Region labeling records
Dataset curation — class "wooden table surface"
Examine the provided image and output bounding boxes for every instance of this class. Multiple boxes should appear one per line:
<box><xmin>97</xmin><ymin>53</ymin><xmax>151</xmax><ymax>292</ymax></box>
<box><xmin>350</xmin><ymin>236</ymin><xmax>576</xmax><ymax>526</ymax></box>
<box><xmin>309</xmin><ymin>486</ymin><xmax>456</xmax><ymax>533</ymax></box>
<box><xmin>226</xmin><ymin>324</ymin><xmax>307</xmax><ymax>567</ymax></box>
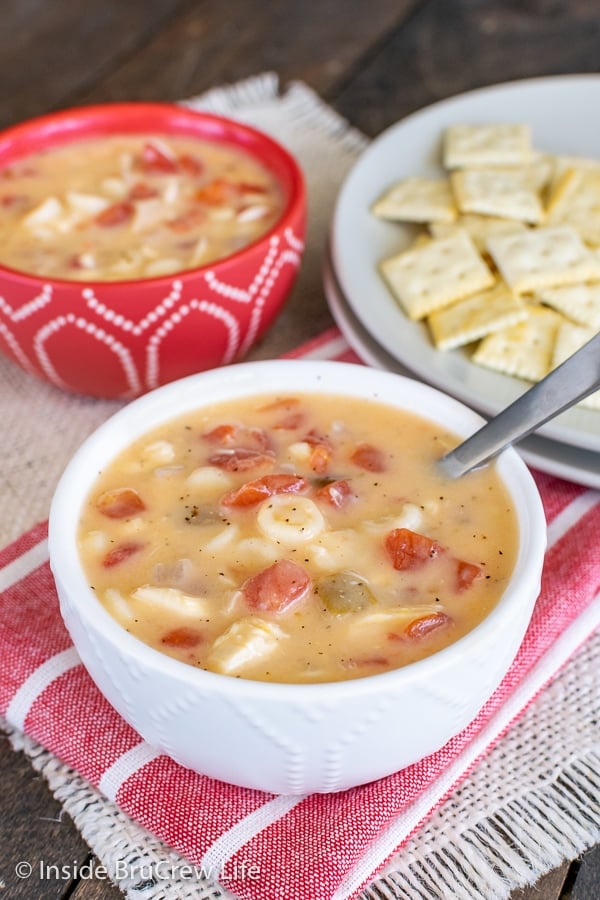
<box><xmin>0</xmin><ymin>0</ymin><xmax>600</xmax><ymax>900</ymax></box>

▶ _What this task involves_:
Which lines in the records above contain the word "class"? Copy each such line in full.

▶ _Result_:
Dataset curation — class "wooden table surface"
Examine the provided image and output bounding boxes for every instance of this class. Multiple boxes should appear one per line:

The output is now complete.